*DIRECTION*. Return each line from the entries below that contains the string "point", copied in full. Treat the match as case-sensitive.
==============================
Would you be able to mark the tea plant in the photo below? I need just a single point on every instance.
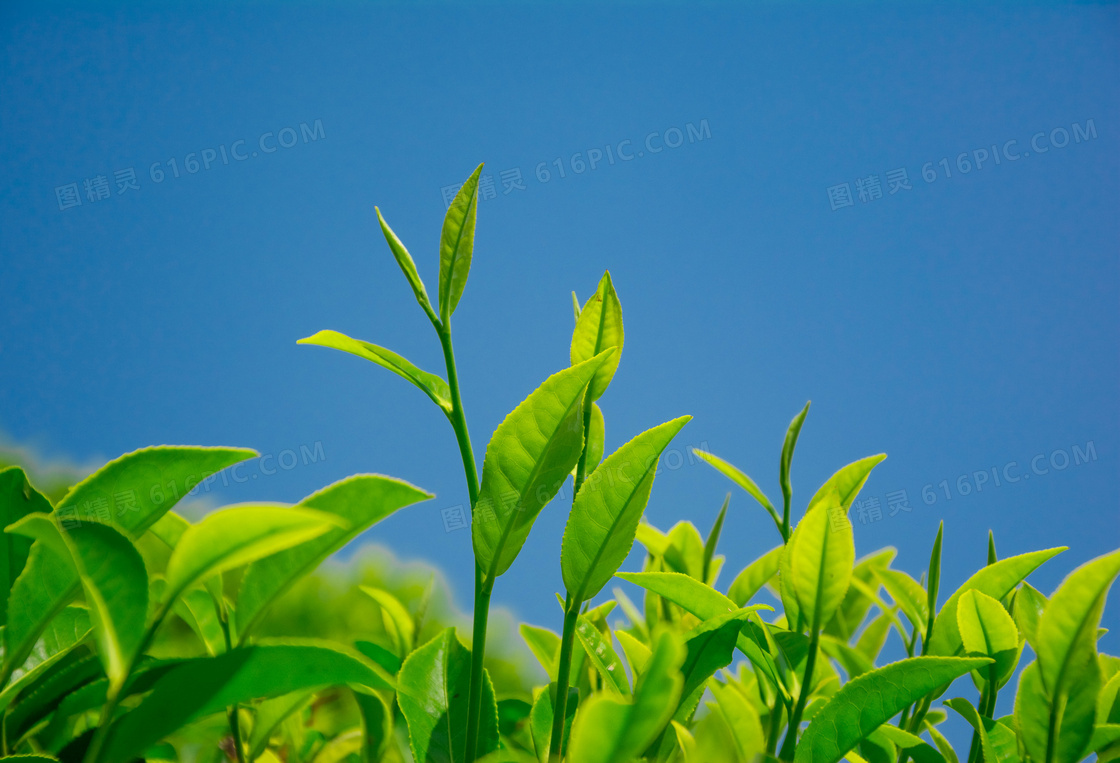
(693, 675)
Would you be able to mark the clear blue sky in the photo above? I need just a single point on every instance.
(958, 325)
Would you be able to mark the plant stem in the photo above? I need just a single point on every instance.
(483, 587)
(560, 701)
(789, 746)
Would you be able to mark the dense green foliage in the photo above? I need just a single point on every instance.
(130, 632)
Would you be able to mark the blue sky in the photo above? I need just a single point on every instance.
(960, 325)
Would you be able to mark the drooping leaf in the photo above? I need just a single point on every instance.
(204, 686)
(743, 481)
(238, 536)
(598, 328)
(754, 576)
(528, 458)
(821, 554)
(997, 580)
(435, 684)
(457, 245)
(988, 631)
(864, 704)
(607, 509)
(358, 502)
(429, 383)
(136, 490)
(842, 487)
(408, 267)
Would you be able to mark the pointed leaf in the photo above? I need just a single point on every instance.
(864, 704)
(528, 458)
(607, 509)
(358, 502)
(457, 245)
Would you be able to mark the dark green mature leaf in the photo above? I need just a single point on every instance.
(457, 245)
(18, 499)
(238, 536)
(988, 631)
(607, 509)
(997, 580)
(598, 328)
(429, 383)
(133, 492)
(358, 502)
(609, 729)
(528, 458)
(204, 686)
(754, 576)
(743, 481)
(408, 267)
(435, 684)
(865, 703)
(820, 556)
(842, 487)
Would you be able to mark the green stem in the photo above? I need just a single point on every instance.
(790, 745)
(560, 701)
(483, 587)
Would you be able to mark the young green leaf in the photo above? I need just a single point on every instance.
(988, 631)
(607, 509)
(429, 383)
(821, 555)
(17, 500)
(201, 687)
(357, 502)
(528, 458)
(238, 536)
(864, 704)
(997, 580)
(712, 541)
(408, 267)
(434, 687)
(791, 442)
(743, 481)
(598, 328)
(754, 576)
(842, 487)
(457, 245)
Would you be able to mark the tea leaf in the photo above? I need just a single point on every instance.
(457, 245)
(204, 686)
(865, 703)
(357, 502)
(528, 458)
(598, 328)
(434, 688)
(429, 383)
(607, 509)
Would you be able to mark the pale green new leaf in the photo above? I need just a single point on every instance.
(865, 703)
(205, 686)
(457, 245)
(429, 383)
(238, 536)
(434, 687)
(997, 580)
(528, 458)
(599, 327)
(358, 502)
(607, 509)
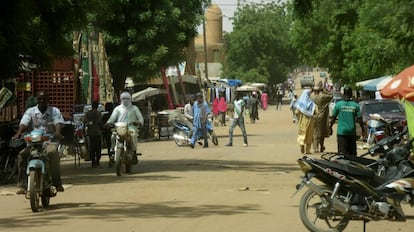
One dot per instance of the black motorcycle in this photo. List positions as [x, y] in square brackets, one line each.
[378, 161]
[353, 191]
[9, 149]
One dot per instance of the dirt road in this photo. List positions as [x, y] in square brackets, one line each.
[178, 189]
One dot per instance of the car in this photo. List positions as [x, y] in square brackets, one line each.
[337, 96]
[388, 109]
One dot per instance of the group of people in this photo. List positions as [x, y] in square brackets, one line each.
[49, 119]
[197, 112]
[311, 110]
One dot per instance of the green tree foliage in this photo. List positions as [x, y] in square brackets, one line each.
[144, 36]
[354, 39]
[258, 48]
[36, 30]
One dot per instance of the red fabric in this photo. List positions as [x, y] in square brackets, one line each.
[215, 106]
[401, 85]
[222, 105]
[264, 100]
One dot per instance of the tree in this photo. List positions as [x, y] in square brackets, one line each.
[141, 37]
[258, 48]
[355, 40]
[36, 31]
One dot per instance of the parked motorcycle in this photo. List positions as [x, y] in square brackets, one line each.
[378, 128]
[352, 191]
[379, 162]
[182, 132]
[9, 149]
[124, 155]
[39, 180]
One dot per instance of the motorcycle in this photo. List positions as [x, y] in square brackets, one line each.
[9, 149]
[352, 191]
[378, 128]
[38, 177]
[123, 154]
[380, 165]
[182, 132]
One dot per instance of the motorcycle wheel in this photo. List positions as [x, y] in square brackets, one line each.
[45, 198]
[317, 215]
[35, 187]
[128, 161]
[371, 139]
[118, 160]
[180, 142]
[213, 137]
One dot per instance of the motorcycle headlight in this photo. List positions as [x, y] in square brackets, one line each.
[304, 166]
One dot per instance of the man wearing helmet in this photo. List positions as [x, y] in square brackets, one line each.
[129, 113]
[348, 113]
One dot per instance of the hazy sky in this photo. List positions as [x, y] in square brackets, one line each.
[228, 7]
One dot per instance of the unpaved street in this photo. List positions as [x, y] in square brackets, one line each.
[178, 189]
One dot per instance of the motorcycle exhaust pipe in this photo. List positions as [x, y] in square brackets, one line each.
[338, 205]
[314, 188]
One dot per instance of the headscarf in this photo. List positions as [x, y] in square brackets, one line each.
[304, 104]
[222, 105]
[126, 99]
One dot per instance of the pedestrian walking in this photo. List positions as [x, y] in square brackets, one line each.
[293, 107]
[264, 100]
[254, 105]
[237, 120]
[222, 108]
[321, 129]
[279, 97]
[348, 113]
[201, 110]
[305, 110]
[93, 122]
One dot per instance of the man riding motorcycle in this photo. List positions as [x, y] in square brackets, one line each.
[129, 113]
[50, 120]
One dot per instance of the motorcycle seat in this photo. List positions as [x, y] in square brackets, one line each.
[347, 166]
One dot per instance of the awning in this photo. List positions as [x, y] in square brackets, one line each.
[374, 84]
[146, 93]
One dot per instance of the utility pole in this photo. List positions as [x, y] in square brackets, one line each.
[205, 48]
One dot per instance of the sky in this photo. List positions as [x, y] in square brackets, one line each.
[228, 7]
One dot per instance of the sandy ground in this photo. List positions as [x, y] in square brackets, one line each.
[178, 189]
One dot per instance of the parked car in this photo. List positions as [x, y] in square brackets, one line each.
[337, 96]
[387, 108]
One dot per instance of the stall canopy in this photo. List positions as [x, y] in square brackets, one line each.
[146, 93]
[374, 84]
==============================
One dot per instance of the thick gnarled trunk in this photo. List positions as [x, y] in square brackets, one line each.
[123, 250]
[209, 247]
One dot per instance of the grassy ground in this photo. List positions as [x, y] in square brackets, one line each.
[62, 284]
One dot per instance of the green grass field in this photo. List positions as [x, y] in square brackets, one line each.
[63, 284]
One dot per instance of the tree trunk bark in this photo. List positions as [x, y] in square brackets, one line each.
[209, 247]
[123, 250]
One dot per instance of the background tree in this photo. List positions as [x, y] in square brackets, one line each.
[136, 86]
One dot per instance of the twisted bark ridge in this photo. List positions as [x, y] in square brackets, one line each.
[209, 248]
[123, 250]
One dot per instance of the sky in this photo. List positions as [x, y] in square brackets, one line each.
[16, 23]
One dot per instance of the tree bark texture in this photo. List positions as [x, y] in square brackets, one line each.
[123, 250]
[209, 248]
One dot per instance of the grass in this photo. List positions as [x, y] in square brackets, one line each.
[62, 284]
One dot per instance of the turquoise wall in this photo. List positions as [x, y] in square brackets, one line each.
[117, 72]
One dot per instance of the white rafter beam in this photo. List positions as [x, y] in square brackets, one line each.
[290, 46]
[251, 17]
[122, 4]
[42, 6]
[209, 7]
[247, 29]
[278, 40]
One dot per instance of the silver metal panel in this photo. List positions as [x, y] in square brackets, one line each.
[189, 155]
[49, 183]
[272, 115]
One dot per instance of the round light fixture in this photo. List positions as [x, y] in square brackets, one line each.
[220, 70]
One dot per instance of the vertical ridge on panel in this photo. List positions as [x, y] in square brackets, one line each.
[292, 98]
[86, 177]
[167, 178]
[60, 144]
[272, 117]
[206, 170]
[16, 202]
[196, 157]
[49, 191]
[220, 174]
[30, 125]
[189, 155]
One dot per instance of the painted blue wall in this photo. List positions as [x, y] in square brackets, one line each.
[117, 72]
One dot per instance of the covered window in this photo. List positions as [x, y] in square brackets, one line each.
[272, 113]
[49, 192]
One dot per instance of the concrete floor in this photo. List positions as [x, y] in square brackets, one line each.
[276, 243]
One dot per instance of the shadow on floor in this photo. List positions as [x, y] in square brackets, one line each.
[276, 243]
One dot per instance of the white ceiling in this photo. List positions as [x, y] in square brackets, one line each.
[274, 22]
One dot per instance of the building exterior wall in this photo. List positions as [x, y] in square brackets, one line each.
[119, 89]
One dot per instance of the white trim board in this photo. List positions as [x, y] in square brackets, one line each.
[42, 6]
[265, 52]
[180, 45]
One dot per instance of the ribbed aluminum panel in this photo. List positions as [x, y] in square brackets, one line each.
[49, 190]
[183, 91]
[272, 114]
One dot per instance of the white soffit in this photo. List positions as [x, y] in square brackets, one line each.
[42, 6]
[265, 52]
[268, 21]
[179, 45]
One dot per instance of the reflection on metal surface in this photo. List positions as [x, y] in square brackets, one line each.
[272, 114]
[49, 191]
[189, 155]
==============================
*REPLY*.
Would you be able to mark the tea plant in the photo below? I need just a single point on every instance.
Would you be able to mark the clear blue sky in the photo above? I need just a single point on every instance.
Would you be able to mark the plant stem in the photo above? I need just a single point on every instance.
Would you be able to mark the dense green foliage in the photo above? I need just a single point on every instance.
Would you be able to mark the blue sky in the photo above? I need just a single point on every instance.
Would you be able to mark the drooping leaf in the photo above? I need just a single point on every instance.
Would you be able to mark the pointed leaf in the photo above? I need just a single point on every instance.
Would you be able to mark the dark green mature leaf in the photo above? I need just a single point on every instance.
Would you be able to mark the green stem in the photo above? I need just a single point on every instance.
Would you be able to mark the young green leaf in the photo above? I need just a single point on every instance.
Would you be able to mark the tea leaf in the photo above? I need just a single point on every instance.
Would you be able to mark the pale green new leaf in the photo above? I need just a single point on every instance.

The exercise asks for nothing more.